_Document text_:
Beam					 3 ft. 4 in.
Depth midships				 1 ft. 4 in.
Sheer, bow	 	   		      11-1/2 in.
       stern				       5 in.
Bow to after side of tabernacle	 	 3 ft.
	 fore end of trunk	   	 4 ft.
	 after end of trunk		 7 ft.
	 after end of well		11 ft. 6 in.
	 rowlocks			 9 ft. 6 in.
Area, mainsail-racing			120 sq. ft.
	mainsail-cruising		60-70 sq. ft.
      mizen				15 sq. ft.
	Length of tabernacle	 	     18 in.
	oars				8 ft.
Width of rudder				1 ft.  6 in.

The canoe yawl Cassy was designed and built by Mr. G. F. Holmes, for use on the Humber River. She is fitted with the tabernacle and centerboard devised by Mr. Tredwen, the latter of 70lbs. being all the ballast used with cruising rig, but sandbags are carried in racing, about 100lbs. being used. The forward thwart can be placed 2 in. below the gunwale for rowing, or about 6 in. above the bottom for sailing. The rig includes two balance lugs as in a canoe, with a deck tiller. The smaller cut is described on page 23.


The Vital Spark is of canoe model, 18 ft. long, 5 ft. beam, 2 ft. 2 in. draft. She is carvel built, with 3/4 in. planking, keel sided 3-1/2 at middle, 1-3/4 at ends, with 4-1/2wt. of lead underneath, and an equal amount of lead inside. The sail plan is that of a similar boat, the Viper, whose sheer plan and rig are shown in the drawing; she is 20 ft. long, beam 5 ft. 5 in., depth to gunwale amidships, 2 ft. 6 in. Deck has a crown of 5 in., and is of light wood covered with canvas. Her keel has 19cwt., 2qrs., 19lbs. of lead, with 2cwt., 1qr., 18lbs. inside, and an iron keelson of 75lbs. The depth of keel is 1 ft. 9 in., and the total depth 3 ft. 4 in.

_Information shown_:
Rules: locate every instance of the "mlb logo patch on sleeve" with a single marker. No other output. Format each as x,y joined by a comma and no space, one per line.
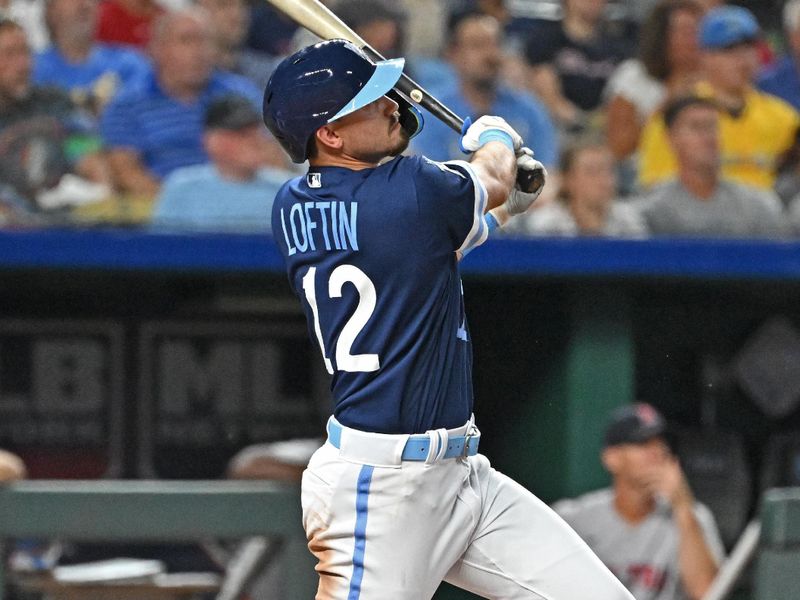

_Required work_: List every boat named in the boat specifications text. The material has no connection to the boat specifications text.

_Full solution_:
Cassy
Vital Spark
Viper